YOUR GOAL: A single number is the answer here: the count of lines in the records below in which the word "grass" appears.

Region pointing data:
..........

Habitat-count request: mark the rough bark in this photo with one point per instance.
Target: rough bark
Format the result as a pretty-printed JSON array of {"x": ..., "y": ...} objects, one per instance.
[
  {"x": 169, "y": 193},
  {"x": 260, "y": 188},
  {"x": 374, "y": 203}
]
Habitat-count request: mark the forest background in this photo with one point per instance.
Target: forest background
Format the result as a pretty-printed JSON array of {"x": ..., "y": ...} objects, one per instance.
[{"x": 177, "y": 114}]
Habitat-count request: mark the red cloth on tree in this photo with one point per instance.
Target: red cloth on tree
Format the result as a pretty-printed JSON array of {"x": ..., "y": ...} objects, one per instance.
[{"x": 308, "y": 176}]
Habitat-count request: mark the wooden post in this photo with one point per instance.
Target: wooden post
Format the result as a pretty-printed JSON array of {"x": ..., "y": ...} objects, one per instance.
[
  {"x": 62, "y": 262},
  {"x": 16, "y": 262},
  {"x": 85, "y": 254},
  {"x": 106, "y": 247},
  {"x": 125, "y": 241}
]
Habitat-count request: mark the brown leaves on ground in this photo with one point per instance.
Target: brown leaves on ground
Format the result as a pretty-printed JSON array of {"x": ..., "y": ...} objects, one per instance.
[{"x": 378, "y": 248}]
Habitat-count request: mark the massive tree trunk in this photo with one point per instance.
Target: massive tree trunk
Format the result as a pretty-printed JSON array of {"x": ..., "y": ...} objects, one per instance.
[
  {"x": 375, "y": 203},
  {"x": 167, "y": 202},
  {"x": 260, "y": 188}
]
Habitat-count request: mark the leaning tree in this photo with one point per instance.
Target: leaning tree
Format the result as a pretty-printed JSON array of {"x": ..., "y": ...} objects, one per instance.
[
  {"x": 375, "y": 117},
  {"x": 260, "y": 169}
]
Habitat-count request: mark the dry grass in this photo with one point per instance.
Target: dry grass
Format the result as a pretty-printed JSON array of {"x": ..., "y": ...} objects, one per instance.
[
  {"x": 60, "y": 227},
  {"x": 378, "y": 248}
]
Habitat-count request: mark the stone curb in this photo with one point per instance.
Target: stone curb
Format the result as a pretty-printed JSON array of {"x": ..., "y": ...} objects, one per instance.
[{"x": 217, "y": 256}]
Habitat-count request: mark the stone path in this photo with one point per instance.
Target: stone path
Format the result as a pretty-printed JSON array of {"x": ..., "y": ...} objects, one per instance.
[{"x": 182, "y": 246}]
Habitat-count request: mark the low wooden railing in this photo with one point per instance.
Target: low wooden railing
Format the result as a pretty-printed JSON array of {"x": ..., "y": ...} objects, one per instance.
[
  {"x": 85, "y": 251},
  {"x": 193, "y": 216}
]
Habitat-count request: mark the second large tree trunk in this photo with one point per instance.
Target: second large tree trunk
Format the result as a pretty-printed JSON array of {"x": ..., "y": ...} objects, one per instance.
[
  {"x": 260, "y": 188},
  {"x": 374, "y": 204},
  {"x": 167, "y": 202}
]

..........

EXERCISE ANSWER: 2